* **Set task**
Write out the listing from its first line up to and including the line with "(1117, 487)", keeping the requests, and shift every answer coordinate by adding 11 to each of its numbers.

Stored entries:
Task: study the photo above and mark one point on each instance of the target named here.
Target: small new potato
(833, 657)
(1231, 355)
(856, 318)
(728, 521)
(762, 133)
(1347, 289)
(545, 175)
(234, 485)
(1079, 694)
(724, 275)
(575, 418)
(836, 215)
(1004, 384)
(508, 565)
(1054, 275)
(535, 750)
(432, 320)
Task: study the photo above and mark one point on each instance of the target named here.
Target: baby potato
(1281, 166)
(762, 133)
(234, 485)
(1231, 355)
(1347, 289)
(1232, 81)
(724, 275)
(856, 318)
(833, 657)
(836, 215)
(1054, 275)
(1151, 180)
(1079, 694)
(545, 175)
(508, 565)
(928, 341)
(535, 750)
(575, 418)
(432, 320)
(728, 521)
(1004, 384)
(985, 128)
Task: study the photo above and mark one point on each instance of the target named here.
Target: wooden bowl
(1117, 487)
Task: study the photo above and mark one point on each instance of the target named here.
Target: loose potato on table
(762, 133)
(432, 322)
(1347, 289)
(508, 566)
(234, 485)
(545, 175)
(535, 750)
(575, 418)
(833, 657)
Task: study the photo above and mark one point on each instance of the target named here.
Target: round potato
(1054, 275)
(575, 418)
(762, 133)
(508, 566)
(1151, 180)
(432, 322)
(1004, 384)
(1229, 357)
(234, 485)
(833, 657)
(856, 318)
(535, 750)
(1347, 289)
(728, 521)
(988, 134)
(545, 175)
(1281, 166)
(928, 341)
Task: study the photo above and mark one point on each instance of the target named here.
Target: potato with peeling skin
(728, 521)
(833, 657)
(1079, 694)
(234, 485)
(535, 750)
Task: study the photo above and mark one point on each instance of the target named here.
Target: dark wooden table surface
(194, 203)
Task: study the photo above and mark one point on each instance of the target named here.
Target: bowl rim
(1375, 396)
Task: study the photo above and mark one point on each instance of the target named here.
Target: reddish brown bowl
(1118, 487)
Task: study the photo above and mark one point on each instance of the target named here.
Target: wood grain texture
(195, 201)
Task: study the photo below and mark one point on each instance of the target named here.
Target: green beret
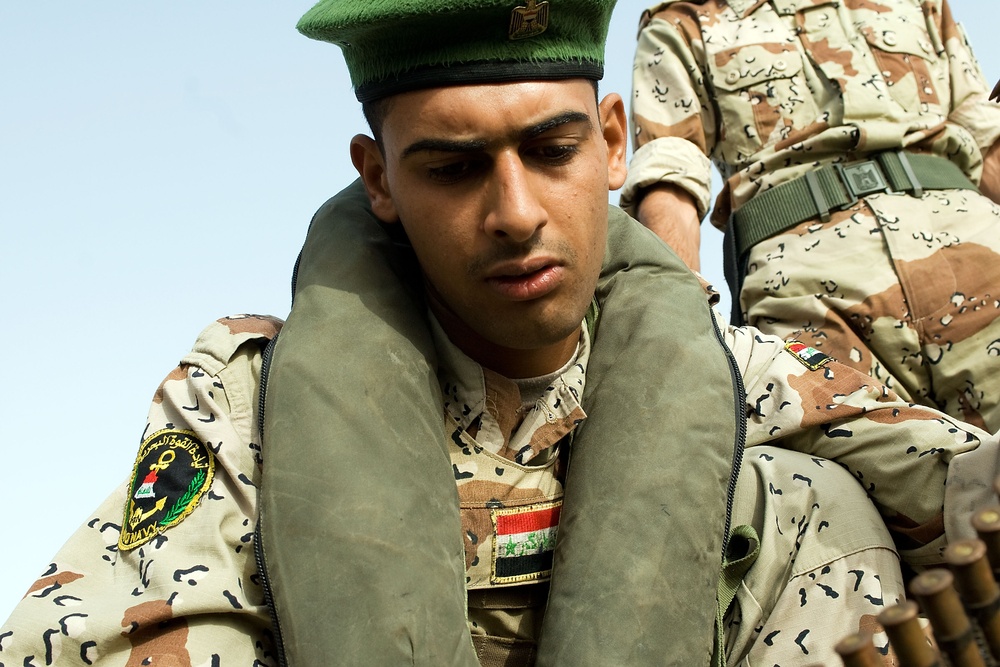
(392, 46)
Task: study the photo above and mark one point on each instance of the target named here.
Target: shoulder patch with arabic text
(809, 357)
(173, 470)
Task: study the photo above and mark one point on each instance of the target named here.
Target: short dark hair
(375, 112)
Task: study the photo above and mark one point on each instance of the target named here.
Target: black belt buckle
(861, 179)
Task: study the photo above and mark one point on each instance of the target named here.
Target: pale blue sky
(159, 163)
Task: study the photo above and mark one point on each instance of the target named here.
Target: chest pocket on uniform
(903, 50)
(762, 95)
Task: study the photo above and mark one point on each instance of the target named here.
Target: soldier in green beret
(503, 424)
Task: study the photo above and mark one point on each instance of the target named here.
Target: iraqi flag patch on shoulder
(809, 357)
(173, 470)
(524, 539)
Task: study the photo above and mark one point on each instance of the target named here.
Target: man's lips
(526, 280)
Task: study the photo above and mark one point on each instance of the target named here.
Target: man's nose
(514, 209)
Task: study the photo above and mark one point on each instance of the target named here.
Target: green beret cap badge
(530, 20)
(393, 46)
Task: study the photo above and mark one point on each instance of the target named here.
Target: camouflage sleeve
(164, 571)
(924, 470)
(970, 107)
(673, 117)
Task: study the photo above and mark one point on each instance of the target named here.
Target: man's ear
(614, 126)
(368, 160)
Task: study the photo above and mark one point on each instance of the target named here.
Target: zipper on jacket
(258, 548)
(741, 431)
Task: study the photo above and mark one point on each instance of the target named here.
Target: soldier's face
(502, 190)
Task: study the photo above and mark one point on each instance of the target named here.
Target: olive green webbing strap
(742, 539)
(790, 203)
(636, 564)
(359, 518)
(816, 194)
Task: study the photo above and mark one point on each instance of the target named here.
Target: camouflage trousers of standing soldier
(826, 569)
(905, 289)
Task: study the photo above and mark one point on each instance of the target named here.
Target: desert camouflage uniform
(191, 595)
(904, 288)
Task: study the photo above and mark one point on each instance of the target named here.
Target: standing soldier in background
(851, 137)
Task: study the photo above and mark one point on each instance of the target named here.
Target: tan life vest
(360, 535)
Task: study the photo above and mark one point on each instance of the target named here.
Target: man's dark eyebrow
(552, 123)
(474, 145)
(445, 146)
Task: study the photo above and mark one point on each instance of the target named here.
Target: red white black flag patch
(172, 472)
(523, 542)
(810, 357)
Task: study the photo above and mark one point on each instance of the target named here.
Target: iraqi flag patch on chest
(809, 357)
(523, 542)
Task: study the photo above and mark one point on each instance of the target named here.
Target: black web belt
(830, 188)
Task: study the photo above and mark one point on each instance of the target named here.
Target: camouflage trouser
(826, 568)
(904, 289)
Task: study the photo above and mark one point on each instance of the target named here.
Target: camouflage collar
(491, 405)
(744, 7)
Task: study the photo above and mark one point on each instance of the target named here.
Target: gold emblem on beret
(528, 21)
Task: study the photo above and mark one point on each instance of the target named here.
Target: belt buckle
(861, 178)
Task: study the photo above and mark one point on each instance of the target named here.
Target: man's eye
(556, 153)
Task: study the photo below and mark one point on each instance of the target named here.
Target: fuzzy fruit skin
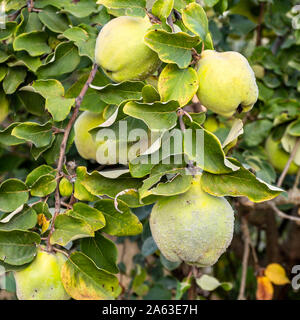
(84, 142)
(194, 227)
(65, 187)
(278, 157)
(41, 280)
(226, 81)
(121, 52)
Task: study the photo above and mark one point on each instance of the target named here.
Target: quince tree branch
(64, 145)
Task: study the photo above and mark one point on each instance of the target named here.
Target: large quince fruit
(41, 280)
(226, 82)
(278, 157)
(194, 227)
(84, 142)
(121, 52)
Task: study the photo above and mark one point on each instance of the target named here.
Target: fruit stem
(246, 234)
(63, 148)
(287, 166)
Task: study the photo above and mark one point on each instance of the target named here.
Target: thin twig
(170, 22)
(287, 166)
(180, 114)
(247, 241)
(282, 214)
(259, 26)
(61, 251)
(64, 145)
(122, 193)
(30, 5)
(297, 179)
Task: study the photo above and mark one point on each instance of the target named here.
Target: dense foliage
(56, 193)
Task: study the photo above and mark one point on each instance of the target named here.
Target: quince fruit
(65, 187)
(41, 280)
(278, 157)
(194, 227)
(121, 51)
(84, 142)
(226, 82)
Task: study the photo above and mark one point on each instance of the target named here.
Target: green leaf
(294, 128)
(68, 229)
(83, 280)
(177, 84)
(39, 135)
(13, 193)
(205, 149)
(59, 107)
(18, 247)
(32, 102)
(65, 60)
(42, 181)
(13, 78)
(84, 38)
(79, 9)
(102, 251)
(158, 115)
(80, 192)
(150, 94)
(256, 132)
(98, 185)
(8, 31)
(7, 139)
(210, 3)
(24, 59)
(208, 283)
(177, 182)
(53, 20)
(92, 216)
(149, 247)
(116, 93)
(49, 88)
(181, 4)
(238, 183)
(117, 4)
(23, 220)
(3, 72)
(37, 173)
(42, 208)
(195, 19)
(43, 186)
(169, 265)
(119, 224)
(182, 287)
(162, 8)
(35, 43)
(172, 47)
(53, 91)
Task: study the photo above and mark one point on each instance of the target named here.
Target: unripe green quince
(84, 142)
(65, 187)
(194, 227)
(226, 82)
(41, 280)
(278, 157)
(121, 51)
(4, 106)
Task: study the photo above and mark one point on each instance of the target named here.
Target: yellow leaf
(265, 289)
(276, 274)
(43, 222)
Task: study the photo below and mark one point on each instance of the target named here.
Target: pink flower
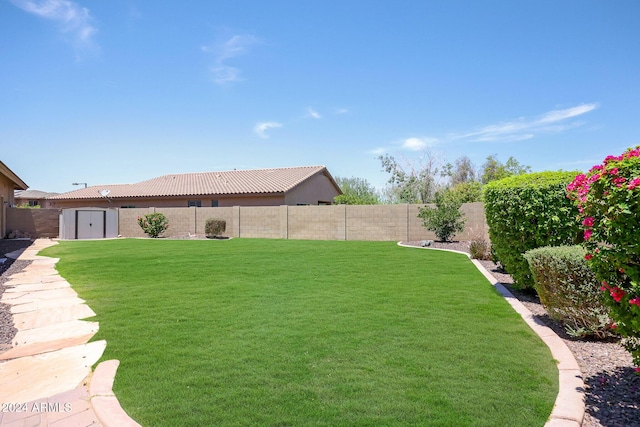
(617, 294)
(619, 181)
(635, 182)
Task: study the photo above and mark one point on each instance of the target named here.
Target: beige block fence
(333, 222)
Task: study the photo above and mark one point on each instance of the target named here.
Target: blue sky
(120, 91)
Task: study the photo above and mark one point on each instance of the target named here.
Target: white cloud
(558, 115)
(313, 113)
(223, 51)
(417, 144)
(72, 18)
(222, 74)
(522, 129)
(262, 128)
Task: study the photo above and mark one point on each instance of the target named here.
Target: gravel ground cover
(612, 394)
(7, 268)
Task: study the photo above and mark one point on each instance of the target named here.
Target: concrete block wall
(226, 213)
(334, 222)
(317, 222)
(377, 222)
(37, 222)
(128, 221)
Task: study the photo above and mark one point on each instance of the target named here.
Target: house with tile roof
(306, 185)
(9, 182)
(32, 198)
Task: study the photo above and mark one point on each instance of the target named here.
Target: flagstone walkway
(46, 378)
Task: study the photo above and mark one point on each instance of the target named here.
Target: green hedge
(526, 212)
(569, 290)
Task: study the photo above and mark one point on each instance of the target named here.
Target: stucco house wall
(317, 190)
(9, 182)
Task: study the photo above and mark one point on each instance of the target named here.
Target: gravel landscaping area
(612, 386)
(7, 268)
(612, 394)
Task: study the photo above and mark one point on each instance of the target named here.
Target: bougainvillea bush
(153, 224)
(608, 199)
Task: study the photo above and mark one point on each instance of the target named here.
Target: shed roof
(256, 181)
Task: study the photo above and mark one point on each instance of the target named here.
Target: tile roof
(31, 194)
(256, 181)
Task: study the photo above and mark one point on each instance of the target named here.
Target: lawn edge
(569, 407)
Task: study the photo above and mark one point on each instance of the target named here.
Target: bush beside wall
(526, 212)
(569, 290)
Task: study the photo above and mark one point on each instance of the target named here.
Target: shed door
(90, 224)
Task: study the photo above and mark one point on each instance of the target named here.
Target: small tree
(153, 224)
(215, 227)
(356, 191)
(445, 219)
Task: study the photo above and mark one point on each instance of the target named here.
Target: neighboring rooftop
(32, 194)
(256, 181)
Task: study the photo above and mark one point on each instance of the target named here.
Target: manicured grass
(284, 332)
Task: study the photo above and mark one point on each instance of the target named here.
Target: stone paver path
(46, 378)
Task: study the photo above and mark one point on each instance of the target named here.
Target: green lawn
(289, 333)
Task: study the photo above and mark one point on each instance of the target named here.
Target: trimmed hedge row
(526, 212)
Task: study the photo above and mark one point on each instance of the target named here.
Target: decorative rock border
(569, 408)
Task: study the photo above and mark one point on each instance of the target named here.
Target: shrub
(215, 227)
(445, 219)
(479, 248)
(608, 199)
(569, 289)
(153, 224)
(526, 212)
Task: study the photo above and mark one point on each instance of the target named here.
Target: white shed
(88, 223)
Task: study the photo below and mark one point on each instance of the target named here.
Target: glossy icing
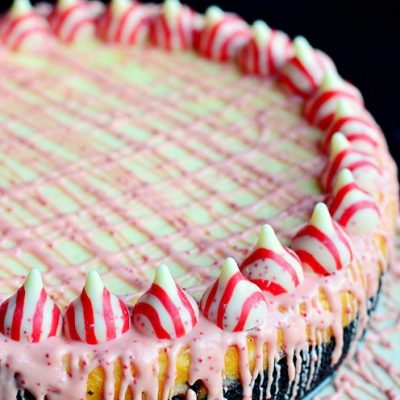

* **Answer for this exercise**
Task: study the photo above and mark one point on each instance of the target named here.
Target: small new potato
(844, 668)
(1242, 366)
(867, 329)
(739, 532)
(773, 144)
(1358, 300)
(556, 186)
(245, 496)
(1090, 705)
(735, 286)
(586, 429)
(847, 226)
(1015, 395)
(519, 576)
(1065, 286)
(546, 761)
(443, 331)
Task: study the photo above and mark one point on each instance of the target named here.
Target: baby potato
(1292, 177)
(773, 144)
(245, 496)
(1242, 366)
(1358, 300)
(1243, 92)
(735, 286)
(867, 329)
(844, 668)
(847, 226)
(1065, 286)
(1162, 191)
(1090, 705)
(556, 186)
(519, 576)
(939, 352)
(546, 761)
(586, 429)
(443, 331)
(739, 532)
(1015, 395)
(996, 139)
Task: study the photo above and mark one point on each instance of the target named here.
Target: wooden bowl
(1128, 498)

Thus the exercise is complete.